Data provided
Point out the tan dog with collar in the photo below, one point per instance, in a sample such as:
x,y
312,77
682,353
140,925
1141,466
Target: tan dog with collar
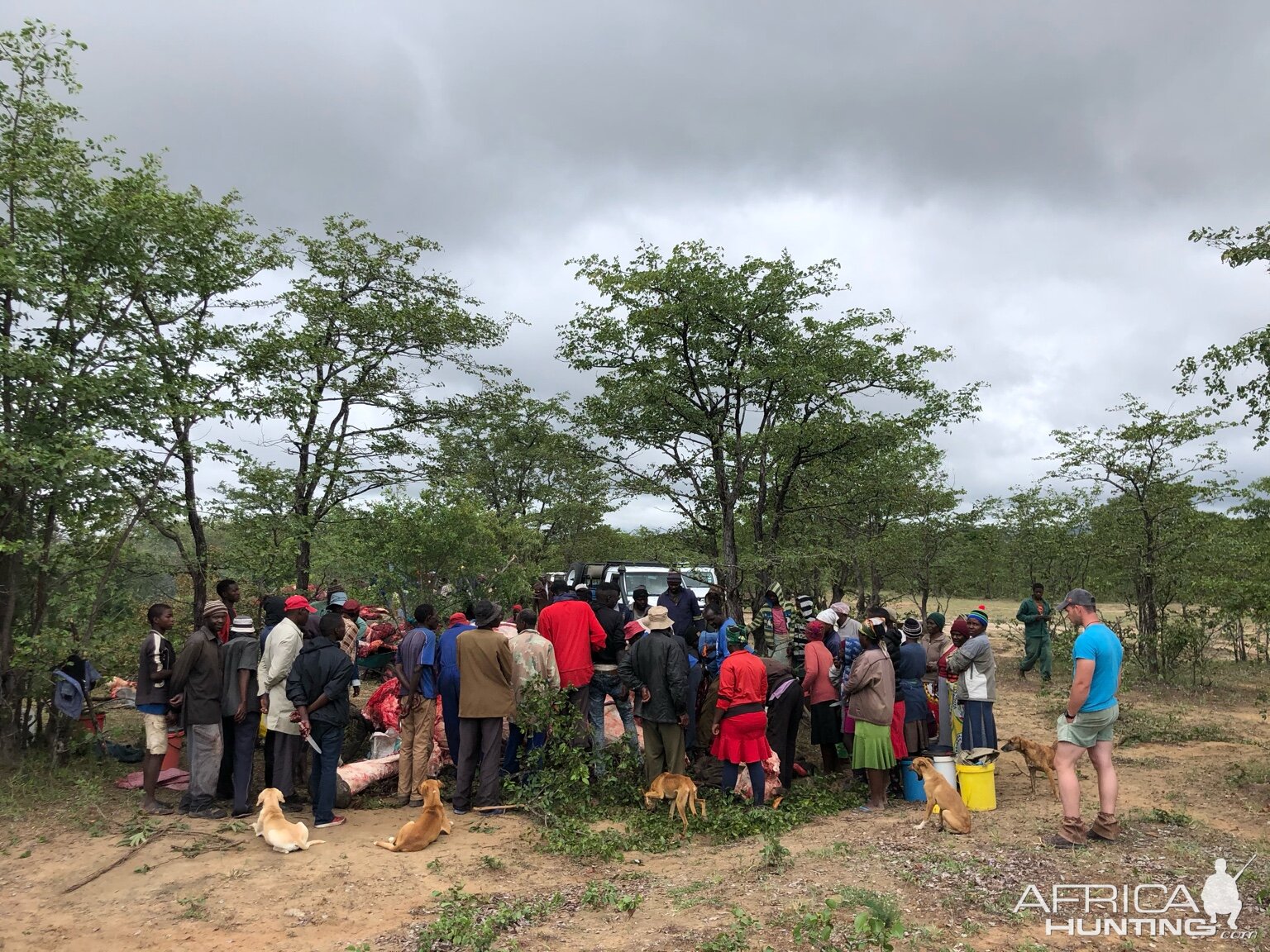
x,y
281,834
680,790
423,831
954,814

Problem statement
Rewrite all the records with "collar" replaced by "harness" wherever it occurs, changing nothing else, and leave the pictures out.

Correct answer
Point out the tan dog with harness in the photo below, one point per instance, in a sample such as:
x,y
312,77
682,353
140,925
1141,466
Target: tan dog with harness
x,y
281,834
680,790
423,831
954,814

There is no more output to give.